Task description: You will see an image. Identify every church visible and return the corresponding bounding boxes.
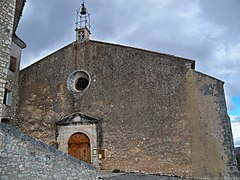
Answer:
[1,0,237,179]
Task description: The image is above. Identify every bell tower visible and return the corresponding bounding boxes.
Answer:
[75,0,91,42]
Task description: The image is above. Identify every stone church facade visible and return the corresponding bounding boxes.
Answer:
[18,40,237,179]
[0,0,238,180]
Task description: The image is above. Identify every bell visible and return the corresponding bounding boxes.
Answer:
[80,3,87,15]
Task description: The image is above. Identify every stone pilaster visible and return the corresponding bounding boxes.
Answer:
[0,0,16,117]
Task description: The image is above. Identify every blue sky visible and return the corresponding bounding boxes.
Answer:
[17,0,240,146]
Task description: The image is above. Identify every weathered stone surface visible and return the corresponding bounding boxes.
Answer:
[0,0,16,118]
[18,41,239,180]
[0,123,96,180]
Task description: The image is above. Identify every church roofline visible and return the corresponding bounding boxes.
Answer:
[21,40,195,71]
[89,40,195,64]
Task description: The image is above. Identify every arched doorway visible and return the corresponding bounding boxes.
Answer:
[68,133,91,164]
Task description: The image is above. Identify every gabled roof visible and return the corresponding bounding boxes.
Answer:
[56,112,101,126]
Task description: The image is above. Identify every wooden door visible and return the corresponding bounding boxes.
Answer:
[68,133,91,164]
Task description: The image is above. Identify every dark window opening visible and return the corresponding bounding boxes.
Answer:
[9,56,17,72]
[75,77,89,91]
[3,89,12,106]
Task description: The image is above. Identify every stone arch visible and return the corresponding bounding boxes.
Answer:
[68,132,91,164]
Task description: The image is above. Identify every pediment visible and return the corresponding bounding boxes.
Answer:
[56,112,101,126]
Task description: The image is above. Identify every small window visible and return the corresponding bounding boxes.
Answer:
[9,56,17,72]
[3,89,12,106]
[75,77,89,91]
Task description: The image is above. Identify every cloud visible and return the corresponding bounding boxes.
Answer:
[230,115,240,123]
[234,138,240,147]
[18,0,240,114]
[230,116,240,146]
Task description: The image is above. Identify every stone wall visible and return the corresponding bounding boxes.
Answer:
[0,123,96,180]
[19,41,194,176]
[185,71,239,180]
[0,0,16,117]
[19,41,238,179]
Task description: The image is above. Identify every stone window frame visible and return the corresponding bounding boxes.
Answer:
[67,69,91,97]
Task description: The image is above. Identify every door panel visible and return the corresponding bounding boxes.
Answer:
[68,133,91,164]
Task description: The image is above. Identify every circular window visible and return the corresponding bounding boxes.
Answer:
[75,77,89,91]
[67,70,90,93]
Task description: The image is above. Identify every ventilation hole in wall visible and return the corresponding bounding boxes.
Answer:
[75,77,89,91]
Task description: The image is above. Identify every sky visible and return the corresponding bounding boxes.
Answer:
[17,0,240,146]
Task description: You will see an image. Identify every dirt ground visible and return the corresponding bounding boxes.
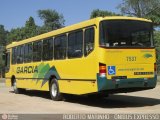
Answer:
[0,83,160,114]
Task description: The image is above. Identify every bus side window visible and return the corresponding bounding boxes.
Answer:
[68,30,83,58]
[43,38,53,60]
[33,41,42,62]
[84,28,94,56]
[5,52,10,73]
[17,45,24,64]
[12,47,17,64]
[54,35,67,60]
[24,43,32,63]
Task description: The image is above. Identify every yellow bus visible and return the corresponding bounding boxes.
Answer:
[6,16,157,100]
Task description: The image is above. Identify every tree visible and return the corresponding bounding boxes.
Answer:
[7,17,38,43]
[154,31,160,71]
[24,17,38,38]
[118,0,160,26]
[38,9,65,32]
[90,9,119,18]
[0,25,7,46]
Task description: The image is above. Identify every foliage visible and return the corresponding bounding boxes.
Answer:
[90,9,120,18]
[118,0,160,26]
[7,17,38,44]
[0,25,7,46]
[38,9,65,32]
[154,31,160,72]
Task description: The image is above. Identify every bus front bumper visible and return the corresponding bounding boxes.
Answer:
[97,75,157,93]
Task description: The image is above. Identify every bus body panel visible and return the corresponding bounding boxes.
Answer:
[97,48,157,91]
[6,17,156,95]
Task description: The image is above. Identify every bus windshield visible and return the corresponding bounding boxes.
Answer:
[100,20,153,47]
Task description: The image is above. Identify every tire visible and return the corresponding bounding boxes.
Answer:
[13,79,25,94]
[49,79,62,101]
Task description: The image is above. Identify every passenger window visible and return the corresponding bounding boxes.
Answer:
[33,41,42,62]
[24,43,32,63]
[17,45,24,64]
[12,47,17,64]
[84,28,94,56]
[54,35,67,60]
[43,38,53,60]
[68,30,83,58]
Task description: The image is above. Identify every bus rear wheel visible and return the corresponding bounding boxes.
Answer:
[13,79,25,94]
[49,79,62,101]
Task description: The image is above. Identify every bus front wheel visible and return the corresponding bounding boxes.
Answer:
[49,79,62,101]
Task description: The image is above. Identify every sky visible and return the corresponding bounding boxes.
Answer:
[0,0,122,30]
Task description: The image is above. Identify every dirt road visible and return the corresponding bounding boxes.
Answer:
[0,83,160,114]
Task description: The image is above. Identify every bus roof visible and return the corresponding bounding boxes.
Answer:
[6,16,152,49]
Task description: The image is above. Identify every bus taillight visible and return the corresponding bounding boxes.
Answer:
[154,63,157,75]
[99,63,106,77]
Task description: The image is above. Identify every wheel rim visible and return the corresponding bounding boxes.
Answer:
[13,80,17,91]
[52,83,58,97]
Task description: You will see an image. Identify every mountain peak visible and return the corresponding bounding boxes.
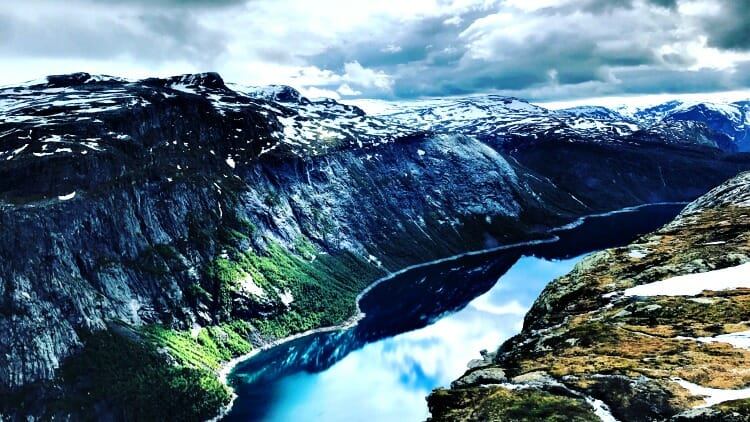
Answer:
[160,72,227,89]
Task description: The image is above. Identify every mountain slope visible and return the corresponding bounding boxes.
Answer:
[0,73,750,419]
[429,173,750,421]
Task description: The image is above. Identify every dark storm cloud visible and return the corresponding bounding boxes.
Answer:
[705,0,750,50]
[308,1,668,98]
[87,0,245,8]
[0,5,225,63]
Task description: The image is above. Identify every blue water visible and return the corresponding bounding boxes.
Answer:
[247,257,577,422]
[226,205,681,422]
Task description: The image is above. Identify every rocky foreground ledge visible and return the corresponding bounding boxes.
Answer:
[428,173,750,421]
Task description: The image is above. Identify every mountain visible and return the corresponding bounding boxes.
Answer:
[429,173,750,421]
[623,101,750,152]
[557,106,629,122]
[378,95,638,147]
[0,73,750,420]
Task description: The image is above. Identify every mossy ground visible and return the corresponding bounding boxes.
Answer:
[429,206,750,420]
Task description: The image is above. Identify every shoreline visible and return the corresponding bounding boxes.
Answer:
[210,202,689,422]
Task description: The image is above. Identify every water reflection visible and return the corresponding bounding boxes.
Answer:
[227,206,680,421]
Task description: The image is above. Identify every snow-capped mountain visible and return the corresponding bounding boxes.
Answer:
[618,100,750,152]
[379,95,639,145]
[0,73,750,420]
[557,106,633,122]
[0,73,415,164]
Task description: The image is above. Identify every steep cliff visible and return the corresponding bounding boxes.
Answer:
[429,173,750,421]
[0,73,750,419]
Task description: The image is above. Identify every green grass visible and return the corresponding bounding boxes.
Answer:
[59,331,230,421]
[141,321,252,370]
[198,237,382,338]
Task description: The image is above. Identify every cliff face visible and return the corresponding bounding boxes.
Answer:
[429,173,750,421]
[0,74,750,417]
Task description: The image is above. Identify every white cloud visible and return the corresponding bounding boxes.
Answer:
[336,84,362,96]
[299,86,341,100]
[342,61,393,91]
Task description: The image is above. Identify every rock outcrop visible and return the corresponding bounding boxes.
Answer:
[429,173,750,421]
[0,73,750,416]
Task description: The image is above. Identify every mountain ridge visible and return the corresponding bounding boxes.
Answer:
[0,73,750,418]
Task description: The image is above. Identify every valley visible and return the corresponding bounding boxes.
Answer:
[0,73,750,420]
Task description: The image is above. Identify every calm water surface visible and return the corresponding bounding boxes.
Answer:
[226,205,681,421]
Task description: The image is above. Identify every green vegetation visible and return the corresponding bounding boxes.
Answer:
[429,387,600,422]
[142,321,252,370]
[60,331,230,421]
[197,237,381,337]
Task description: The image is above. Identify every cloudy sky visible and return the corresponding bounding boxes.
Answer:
[0,0,750,102]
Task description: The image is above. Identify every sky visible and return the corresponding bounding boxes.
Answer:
[0,0,750,104]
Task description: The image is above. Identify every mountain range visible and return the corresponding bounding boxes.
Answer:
[0,73,750,420]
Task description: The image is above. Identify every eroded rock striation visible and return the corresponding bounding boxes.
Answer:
[0,73,750,419]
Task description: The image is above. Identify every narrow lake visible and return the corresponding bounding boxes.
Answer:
[225,204,683,421]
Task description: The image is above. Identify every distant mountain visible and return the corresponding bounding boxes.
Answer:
[0,73,750,420]
[557,106,631,122]
[622,101,750,152]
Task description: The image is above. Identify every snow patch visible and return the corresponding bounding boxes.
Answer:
[696,331,750,350]
[57,191,76,201]
[672,378,750,409]
[239,275,266,297]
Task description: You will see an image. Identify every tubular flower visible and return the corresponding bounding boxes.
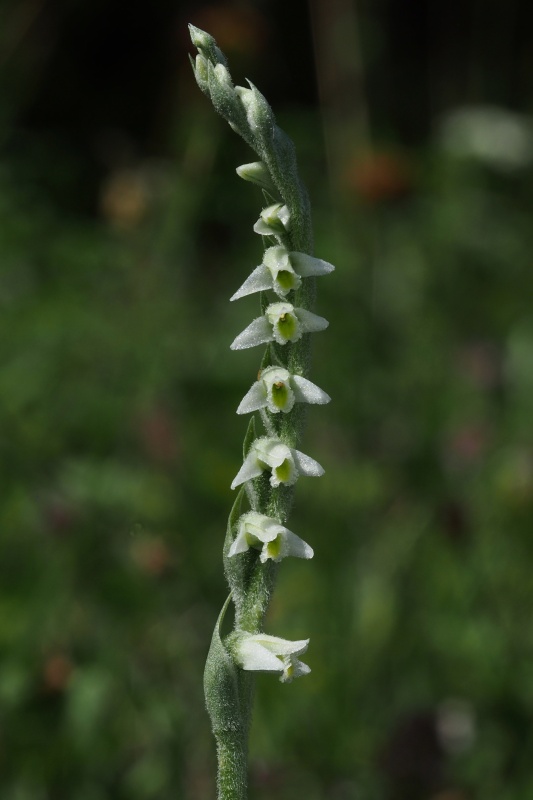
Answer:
[228,511,313,564]
[237,367,331,414]
[231,436,324,489]
[230,245,335,300]
[230,303,329,350]
[233,633,311,683]
[254,203,291,236]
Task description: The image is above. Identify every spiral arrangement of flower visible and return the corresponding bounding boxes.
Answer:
[190,25,334,800]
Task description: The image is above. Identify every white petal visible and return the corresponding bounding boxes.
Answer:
[254,219,277,236]
[231,449,263,489]
[250,633,309,656]
[280,658,311,683]
[256,517,287,542]
[236,636,283,672]
[284,530,314,558]
[230,316,274,350]
[291,375,331,405]
[290,253,335,278]
[292,450,324,478]
[228,530,249,558]
[230,264,273,300]
[294,308,329,333]
[237,381,266,414]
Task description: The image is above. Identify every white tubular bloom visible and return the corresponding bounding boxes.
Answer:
[230,245,335,300]
[231,436,324,489]
[234,633,311,683]
[230,303,329,350]
[228,511,314,564]
[254,203,291,236]
[237,367,331,414]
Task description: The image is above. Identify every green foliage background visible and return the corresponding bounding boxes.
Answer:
[0,3,533,800]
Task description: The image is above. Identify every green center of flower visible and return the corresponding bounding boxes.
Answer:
[266,535,281,559]
[276,269,294,291]
[278,313,296,340]
[276,458,291,483]
[272,381,288,408]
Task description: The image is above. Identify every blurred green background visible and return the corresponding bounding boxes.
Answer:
[0,0,533,800]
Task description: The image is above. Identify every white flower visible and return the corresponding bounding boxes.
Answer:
[254,203,291,236]
[234,633,311,683]
[230,303,329,350]
[231,436,324,489]
[228,511,313,564]
[230,245,335,300]
[237,367,331,414]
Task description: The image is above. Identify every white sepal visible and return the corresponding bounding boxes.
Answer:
[231,436,324,489]
[289,251,335,278]
[230,264,272,301]
[230,245,335,300]
[254,203,291,236]
[295,308,329,333]
[228,511,313,563]
[230,315,274,350]
[231,450,263,489]
[237,367,331,414]
[233,633,311,683]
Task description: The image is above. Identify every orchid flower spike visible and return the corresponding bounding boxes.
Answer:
[230,303,329,350]
[254,203,291,236]
[237,367,331,414]
[228,511,314,564]
[232,633,311,683]
[231,436,324,489]
[230,245,335,300]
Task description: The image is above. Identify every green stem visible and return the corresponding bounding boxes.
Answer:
[217,731,248,800]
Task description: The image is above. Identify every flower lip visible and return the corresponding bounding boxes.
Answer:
[230,245,334,300]
[230,303,329,350]
[231,436,324,489]
[237,366,331,414]
[232,633,311,683]
[228,511,313,563]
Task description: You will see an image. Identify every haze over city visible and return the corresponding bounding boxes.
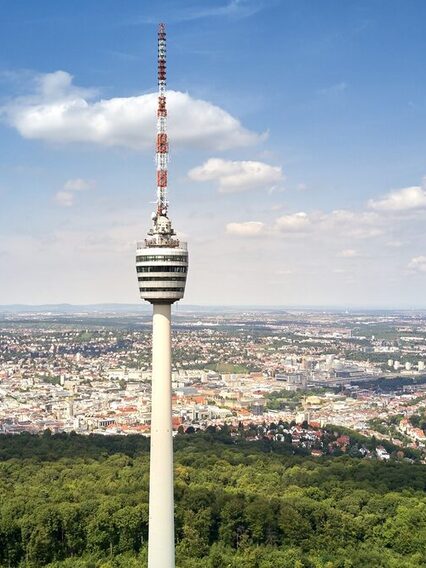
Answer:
[0,0,426,307]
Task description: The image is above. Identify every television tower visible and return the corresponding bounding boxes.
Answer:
[136,24,188,568]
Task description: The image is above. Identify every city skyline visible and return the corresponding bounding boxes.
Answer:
[0,1,426,307]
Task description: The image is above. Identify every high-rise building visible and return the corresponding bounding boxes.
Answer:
[136,24,188,568]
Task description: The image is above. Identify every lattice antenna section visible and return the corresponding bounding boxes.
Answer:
[156,24,169,217]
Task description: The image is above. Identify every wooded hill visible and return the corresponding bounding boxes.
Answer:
[0,433,426,568]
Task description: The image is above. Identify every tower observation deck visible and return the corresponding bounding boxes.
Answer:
[136,24,188,304]
[136,24,188,568]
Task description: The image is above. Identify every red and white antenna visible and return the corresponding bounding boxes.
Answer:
[156,24,169,217]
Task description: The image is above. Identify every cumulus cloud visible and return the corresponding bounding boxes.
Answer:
[275,211,311,233]
[337,249,359,258]
[1,71,264,150]
[188,158,284,193]
[55,178,94,207]
[226,221,265,237]
[368,185,426,211]
[408,256,426,272]
[227,209,384,239]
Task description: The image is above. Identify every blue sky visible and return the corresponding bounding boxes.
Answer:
[0,0,426,307]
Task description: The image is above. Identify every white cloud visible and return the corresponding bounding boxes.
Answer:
[368,185,426,211]
[275,211,311,233]
[408,256,426,272]
[55,178,94,207]
[337,249,359,258]
[1,71,264,150]
[228,209,384,239]
[188,158,284,193]
[226,221,265,237]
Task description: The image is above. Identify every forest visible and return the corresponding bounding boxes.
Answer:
[0,432,426,568]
■ ■ ■ ■ ■ ■ ■
■ WHAT IS REQUIRED
Copy exactly the lines of the listing above, beginning at the line with "Task description: The image is above. Identify every forest" and ending at its final line; write out nothing else.

■ FULL SOLUTION
Task description: The image is above. Identify every forest visible and return the corresponding bounding boxes.
Answer:
[0,432,426,568]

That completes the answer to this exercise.